--- begin Extracted text ---

Infidelity has no rival as the greatest destroyer of romantic relationships, both of courtships and marriages.  Both men and women see being faithful as the most important contribution to a romantic relationship.  Despite that, 70% of college students report some kind of physical or emotional infidelity in their relationships, and that figure rises to 90% if you include flirting with another partner as a form of emotional infidelity.[1]  Reactions to infidelity are almost invariably negative.  The faithful partner perceives sexual infidelity as a severe act of betrayal.  Whether men or women.

In courtships among college-age persons, 2 out of 3 men, and 1 in 2 women engage in kissing and fondling with another person, and 1 in 2 men, and 1 in 3 women, have sex outside of their primary relationship.[2]

Why and how does infidelity happen?

The availability of alternatives, and the attention paid to those alternatives, may be the one most frequent reasons to enter unfaithful behavior.  That is why those in committed relationships have to be blind.

Both men and women are more likely to cheat with highly attractive alternative partners.  However, women are prone to change partners if he is attractive and has a high socioeconomic status.  Men, if she is attractive, has moderate socioeconomic status and earns less money than he earns.[3]

Among married persons in the US, 25% of men and 15% of women have been unfaithful, but women are more likely to fall in love with the secondary partner.  Women are more likely to be unfaithful in marriage if they cohabited before marriage.  Marital infidelity is significantly higher in people who started having sex at an early age, who have had more than one sexual partner in their lifetime, and who have had a high number of premarital sex partners.  Divorced and separated persons are also more likely to engage in infidelity.

Infidelity usually happens in a reference group where the behavior is accepted.  Those who have sex outside of their primary relationship often have friends who do the same.  Unfaithful women know other women who have been involved in infidelity.  That is the law of peer group association at work.  People acquire friends whose sexual behavior is the same as themselves.  Sexually active teens eventually acquire sexually active friends.[4]  Having a reference group that supports infidelity and devalues fidelity facilitate unfaithful behavior.

Infidelity can produce devastating pain in both men and women.

Infidelity can produce devastating pain in both men and women.

People seeking to have secondary relationships might choose socioeconomically dissimilar partners that are far from their social group in order to reduce the likelihood of discovery.

The unfaithful partner most likely has desire for freedom and autonomy, desire for sexual variety, liberal attitudes, negative communication, aggression and less commitment to the relationship.  In courtships, they also have absence of plans to marry and an intention to eventually break up the primary relationship.  People who have problems with alcohol are more likely to be unfaithful,[5] as those that smoke marijuana.  Smoking marijuana is highly correlated to unfaithful behavior.

Unfaithful relationships are generally short and secret, only 25% last more than two years, and rarely become marriages.  Most married men never divorce their wives to marry their secondary partner.  Overall, eventually, and despite the secrecy, the faithful partner discovers the infidelity.

Premarital sex relates to marital infidelity.  Premarital Infidelity relates to marital infidelity.  If a partner has already been unfaithful, it is more likely that he or she be unfaithful again.

--- end Extracted text ---
--- begin Available data ---

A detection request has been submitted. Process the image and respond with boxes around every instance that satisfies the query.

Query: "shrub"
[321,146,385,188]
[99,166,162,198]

--- end Available data ---

— Exercise A —
Rewrite the paragraph of the infidelity text that begins "Among married persons in the US" as a short bulleted list, keeping its main facts.
— Exercise B —
Using the infidelity text, answer each of these questions on its own line:
(i) What percentage of college students report some kind of physical or emotional infidelity in their relationships?
(ii) What kind of partners might people seeking secondary relationships choose to reduce the likelihood of discovery?
(iii) What share of unfaithful relationships last more than two years?
— Exercise C —
Transcribe the part of the infidelity text that opens with the words containing "Unfaithful relationships are" and closes with "be unfaithful again.".
The material shown here comes from a different source than the infidelity text.

— Correct output A —
- In the US, 25% of married men and 15% of married women have been unfaithful.
- Women are more likely to fall in love with the secondary partner.
- Women who cohabited before marriage are more likely to be unfaithful in marriage.
- Marital infidelity is significantly higher among people who:
  - started having sex at an early age
  - have had more than one sexual partner in their lifetime
  - have had a high number of premarital sex partners
- Divorced and separated persons are also more likely to engage in infidelity.

— Correct output B —
(i) 70%
(ii) Socioeconomically dissimilar partners who are far from their social group
(iii) 25%

— Correct output C —
Unfaithful relationships are generally short and secret, only 25% last more than two years, and rarely become marriages.  Most married men never divorce their wives to marry their secondary partner.  Overall, eventually, and despite the secrecy, the faithful partner discovers the infidelity.

Premarital sex relates to marital infidelity.  Premarital Infidelity relates to marital infidelity.  If a partner has already been unfaithful, it is more likely that he or she be unfaithful again.